Exercise aim: Extract the entry lines below, from the line containing "the torii gate." down to the line containing "[0,0,537,248]", including both, and copy them unchanged.
start
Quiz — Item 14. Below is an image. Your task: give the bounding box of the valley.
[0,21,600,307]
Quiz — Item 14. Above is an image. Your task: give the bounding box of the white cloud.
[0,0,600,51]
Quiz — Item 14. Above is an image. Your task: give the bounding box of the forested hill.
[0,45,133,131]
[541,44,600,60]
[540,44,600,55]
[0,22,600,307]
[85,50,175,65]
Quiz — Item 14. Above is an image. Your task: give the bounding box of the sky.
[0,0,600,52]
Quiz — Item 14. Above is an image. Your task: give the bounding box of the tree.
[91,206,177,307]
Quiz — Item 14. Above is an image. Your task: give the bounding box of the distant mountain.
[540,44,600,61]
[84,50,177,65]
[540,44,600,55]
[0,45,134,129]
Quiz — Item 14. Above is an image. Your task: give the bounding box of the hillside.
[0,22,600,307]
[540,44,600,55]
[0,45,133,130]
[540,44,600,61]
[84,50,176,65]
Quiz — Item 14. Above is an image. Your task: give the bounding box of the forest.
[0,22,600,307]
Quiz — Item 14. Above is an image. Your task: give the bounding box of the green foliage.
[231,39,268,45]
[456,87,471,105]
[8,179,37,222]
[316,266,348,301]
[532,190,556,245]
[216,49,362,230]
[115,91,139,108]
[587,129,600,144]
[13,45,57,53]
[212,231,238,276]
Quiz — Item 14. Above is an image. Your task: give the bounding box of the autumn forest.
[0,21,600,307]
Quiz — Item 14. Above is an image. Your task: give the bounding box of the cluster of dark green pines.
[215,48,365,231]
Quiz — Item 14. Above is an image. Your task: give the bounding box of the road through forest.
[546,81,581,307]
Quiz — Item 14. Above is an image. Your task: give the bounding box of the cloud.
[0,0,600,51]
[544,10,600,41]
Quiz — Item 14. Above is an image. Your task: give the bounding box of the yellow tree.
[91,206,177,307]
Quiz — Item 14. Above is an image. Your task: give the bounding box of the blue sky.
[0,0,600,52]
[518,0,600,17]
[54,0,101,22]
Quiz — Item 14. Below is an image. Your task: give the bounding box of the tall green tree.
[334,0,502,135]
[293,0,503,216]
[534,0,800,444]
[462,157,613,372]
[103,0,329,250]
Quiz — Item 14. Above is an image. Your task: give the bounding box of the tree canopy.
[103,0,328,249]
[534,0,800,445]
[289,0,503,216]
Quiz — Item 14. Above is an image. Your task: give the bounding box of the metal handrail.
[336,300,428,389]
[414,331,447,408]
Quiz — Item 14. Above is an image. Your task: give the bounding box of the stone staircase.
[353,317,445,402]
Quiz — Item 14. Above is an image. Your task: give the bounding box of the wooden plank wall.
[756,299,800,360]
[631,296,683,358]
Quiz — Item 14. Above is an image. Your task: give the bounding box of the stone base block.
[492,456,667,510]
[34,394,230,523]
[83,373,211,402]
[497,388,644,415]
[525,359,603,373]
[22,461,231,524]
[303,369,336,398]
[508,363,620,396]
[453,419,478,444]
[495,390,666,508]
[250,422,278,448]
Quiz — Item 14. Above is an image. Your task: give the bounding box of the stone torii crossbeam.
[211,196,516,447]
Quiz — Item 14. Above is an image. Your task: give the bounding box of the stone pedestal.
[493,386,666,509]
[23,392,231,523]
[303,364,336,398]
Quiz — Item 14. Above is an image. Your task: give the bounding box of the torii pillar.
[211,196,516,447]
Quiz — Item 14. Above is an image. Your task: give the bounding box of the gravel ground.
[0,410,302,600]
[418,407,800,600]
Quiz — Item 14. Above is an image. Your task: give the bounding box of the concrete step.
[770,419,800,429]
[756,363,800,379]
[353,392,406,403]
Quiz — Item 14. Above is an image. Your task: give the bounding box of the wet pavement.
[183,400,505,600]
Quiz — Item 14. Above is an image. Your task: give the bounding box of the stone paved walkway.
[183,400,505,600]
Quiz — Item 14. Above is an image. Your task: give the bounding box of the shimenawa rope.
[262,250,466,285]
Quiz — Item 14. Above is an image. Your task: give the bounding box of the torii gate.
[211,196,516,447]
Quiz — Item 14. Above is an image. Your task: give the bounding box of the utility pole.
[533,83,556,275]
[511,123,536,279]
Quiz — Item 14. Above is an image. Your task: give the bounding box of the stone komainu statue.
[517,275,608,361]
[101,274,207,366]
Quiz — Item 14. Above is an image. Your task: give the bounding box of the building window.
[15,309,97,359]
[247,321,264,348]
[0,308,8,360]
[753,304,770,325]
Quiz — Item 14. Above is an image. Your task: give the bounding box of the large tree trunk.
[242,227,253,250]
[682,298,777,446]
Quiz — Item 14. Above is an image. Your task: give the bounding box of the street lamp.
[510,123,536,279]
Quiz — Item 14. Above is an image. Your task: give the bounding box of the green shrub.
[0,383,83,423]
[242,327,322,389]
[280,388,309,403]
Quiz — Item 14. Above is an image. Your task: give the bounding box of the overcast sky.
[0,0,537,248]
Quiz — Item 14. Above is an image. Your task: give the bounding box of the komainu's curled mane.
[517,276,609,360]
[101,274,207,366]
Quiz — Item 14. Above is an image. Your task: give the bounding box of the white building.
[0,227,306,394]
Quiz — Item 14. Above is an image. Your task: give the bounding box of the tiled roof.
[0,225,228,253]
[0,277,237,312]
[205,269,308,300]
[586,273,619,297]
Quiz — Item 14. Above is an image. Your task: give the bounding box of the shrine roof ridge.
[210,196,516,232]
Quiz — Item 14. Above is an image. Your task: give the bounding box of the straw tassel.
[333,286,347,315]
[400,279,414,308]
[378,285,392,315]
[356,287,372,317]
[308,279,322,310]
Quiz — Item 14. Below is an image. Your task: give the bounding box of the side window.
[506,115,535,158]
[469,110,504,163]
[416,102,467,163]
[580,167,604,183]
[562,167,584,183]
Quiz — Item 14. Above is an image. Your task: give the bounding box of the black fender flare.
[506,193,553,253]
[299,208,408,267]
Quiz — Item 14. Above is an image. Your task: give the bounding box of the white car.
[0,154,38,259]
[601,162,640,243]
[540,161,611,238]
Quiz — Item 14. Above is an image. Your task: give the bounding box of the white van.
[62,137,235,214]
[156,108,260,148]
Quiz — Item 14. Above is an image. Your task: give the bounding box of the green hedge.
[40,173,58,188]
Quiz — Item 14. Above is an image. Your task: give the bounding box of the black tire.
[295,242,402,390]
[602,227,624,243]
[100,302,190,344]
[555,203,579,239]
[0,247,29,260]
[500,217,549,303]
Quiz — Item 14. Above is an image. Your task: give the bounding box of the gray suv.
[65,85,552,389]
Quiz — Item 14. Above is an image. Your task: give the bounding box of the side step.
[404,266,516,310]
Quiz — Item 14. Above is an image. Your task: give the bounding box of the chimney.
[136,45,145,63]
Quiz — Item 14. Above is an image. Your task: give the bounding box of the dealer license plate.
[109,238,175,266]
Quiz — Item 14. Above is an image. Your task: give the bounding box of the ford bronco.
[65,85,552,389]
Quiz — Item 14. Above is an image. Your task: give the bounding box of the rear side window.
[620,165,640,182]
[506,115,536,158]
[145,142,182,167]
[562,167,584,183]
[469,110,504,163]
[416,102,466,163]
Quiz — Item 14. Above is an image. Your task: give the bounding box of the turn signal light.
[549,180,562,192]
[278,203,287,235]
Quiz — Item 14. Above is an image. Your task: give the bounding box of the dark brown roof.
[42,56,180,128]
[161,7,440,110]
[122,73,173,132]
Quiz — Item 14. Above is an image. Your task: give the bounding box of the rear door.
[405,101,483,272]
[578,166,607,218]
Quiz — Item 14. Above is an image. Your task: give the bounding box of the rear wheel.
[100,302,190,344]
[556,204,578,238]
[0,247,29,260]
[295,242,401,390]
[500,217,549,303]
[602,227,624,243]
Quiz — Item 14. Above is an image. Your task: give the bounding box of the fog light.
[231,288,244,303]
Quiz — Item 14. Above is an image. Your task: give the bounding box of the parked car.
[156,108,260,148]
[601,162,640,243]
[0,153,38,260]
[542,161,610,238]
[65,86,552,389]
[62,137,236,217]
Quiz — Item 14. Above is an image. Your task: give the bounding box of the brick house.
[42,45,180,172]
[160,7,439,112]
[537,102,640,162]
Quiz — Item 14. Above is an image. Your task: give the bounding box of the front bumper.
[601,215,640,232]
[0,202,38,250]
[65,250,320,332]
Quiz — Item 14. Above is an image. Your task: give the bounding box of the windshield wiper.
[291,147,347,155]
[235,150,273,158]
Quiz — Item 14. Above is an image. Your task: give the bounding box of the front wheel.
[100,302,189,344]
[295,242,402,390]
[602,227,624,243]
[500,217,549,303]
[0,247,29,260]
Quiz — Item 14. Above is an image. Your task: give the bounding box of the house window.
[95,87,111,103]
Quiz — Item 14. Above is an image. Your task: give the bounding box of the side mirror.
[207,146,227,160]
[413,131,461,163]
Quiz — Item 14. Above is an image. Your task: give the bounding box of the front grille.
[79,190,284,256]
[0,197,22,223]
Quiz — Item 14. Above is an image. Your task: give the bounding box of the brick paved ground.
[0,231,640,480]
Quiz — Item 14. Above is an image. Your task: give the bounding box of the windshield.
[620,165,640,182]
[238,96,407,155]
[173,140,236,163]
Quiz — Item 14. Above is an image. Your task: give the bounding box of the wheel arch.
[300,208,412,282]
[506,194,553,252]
end
The output:
Quiz — Item 14. Above is an image. Your task: give the bounding box of the torii gate.
[211,196,516,447]
Quiz — Item 14. Above is an image. Your task: give the bounding box of the utility pole.
[533,83,556,275]
[511,123,536,279]
Quiz — Item 14. Above is an image. Your task: give the bounding box of the stone komainu statue.
[517,275,608,361]
[101,274,207,366]
Quiz — Item 14. Above is an image. Your task: give the bounding box of the building window.
[15,309,97,359]
[247,321,264,348]
[0,308,8,360]
[753,304,770,325]
Quiz — Item 14. Above is an image. Your task: give the bounding box of the large tree trunk.
[242,227,253,250]
[682,298,777,446]
Quiz — Item 14. Above is an image. Your task: give the bounding box of the street lamp.
[510,123,536,279]
Quiz — Item 14. Above is an image. Your task: give the bounding box of the green shrub.
[0,383,83,423]
[242,327,322,389]
[280,388,309,403]
Quiz — Item 14. Above is an image. Your task: give the bounding box of the overcast sky.
[0,0,537,248]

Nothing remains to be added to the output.